=== Records for the task ===

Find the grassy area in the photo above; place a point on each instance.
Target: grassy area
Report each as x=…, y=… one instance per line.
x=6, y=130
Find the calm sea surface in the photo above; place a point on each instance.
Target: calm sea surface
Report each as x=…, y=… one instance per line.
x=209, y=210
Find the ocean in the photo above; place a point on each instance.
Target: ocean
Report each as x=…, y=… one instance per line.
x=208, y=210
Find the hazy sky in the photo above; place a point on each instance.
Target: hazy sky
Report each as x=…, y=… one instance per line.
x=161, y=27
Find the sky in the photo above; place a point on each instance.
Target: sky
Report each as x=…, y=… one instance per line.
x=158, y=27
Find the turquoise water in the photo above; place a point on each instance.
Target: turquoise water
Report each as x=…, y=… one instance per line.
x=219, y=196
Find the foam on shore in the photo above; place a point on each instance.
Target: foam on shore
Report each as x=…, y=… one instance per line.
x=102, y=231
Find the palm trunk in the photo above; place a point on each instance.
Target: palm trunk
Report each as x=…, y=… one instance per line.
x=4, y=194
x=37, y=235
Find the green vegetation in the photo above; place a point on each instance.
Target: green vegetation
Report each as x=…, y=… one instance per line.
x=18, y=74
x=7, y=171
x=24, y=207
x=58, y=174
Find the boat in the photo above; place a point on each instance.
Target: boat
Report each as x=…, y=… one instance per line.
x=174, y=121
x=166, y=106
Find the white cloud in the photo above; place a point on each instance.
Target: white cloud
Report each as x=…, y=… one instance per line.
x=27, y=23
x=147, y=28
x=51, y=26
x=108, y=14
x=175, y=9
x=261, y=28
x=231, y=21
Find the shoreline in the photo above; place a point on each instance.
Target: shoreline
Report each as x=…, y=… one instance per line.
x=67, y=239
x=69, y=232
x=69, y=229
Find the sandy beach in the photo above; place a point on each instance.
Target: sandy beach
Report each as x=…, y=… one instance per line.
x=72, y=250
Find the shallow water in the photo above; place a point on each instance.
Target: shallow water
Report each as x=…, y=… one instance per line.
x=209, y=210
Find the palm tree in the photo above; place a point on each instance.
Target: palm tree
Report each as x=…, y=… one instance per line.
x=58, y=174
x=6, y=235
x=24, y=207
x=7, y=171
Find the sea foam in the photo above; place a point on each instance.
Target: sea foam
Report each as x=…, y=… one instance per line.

===

What you need to do
Turn every line of the records above into a numbered list, leaving out any blank lines.

Solution for this task
1. Find the grassy area in the photo above; place a point on each instance.
2. Target: grassy area
3. Report each as x=…, y=… one instance per line.
4. x=6, y=130
5. Find the calm sea surface in the photo above; place a point on each instance.
6. Target: calm sea surface
7. Report each as x=…, y=… one instance per line.
8. x=209, y=210
9. Find the ocean in the photo above; place a point on each instance.
10. Target: ocean
11. Report each as x=…, y=… one instance per line.
12. x=208, y=210
13. Find the hazy sky in the photo above; place a point on each instance.
14. Target: hazy sky
15. Report each as x=…, y=… one instance per line.
16. x=161, y=27
17. Find the sky in the photo above; place a point on each instance.
18. Target: sky
19. Report each as x=…, y=… one instance per line.
20. x=158, y=27
21. Find the turquoise water in the photo above; place a point on each instance.
22. Target: turquoise water
23. Report each as x=…, y=… one instance per line.
24. x=219, y=196
25. Find the foam on shore in the photo above; place a point on each instance.
26. Target: foam on shore
27. Report each as x=…, y=… one instance per line.
28. x=102, y=231
29. Find the palm trunk in the photo above; place a point on each instance.
30. Target: palm trunk
31. Report each as x=…, y=… one instance per line.
32. x=4, y=194
33. x=37, y=235
34. Find the green vegetation in the photo above; place a point on each instance.
35. Target: green vegetation
36. Report each as x=…, y=… one instance per line.
37. x=18, y=74
38. x=7, y=171
39. x=24, y=207
40. x=58, y=174
41. Find the boat in the photo above; place a point on each instance.
42. Target: boat
43. Report each as x=…, y=… one instance per line.
44. x=174, y=121
45. x=166, y=106
46. Find the white cloud in the photo above; place a point on each instance.
47. Target: white cloud
48. Report each as x=…, y=… one instance per line.
49. x=27, y=23
50. x=147, y=28
51. x=51, y=26
52. x=108, y=14
53. x=175, y=9
54. x=261, y=28
55. x=231, y=21
56. Find the shoreline in the photo above; place a point on each instance.
57. Target: shoreline
58. Report each as x=…, y=… one instance per line.
59. x=67, y=239
60. x=69, y=232
61. x=69, y=229
62. Find the sandy beach in the photo above; place a point on each instance.
63. Target: sandy beach
64. Report each as x=…, y=… one instance per line.
65. x=72, y=250
66. Find the shallow water in the photo above; place a point on each instance.
67. Target: shallow water
68. Report each as x=…, y=… one instance per line.
69. x=209, y=210
70. Find the palm tree in the photo above; place a point on each instance.
71. Target: palm tree
72. Report each as x=…, y=… one instance per line.
73. x=58, y=174
74. x=6, y=235
75. x=24, y=207
76. x=7, y=171
77. Find the sea foam in the photo above; place a point on each instance.
78. Target: sea foam
79. Report each as x=…, y=… one instance per line.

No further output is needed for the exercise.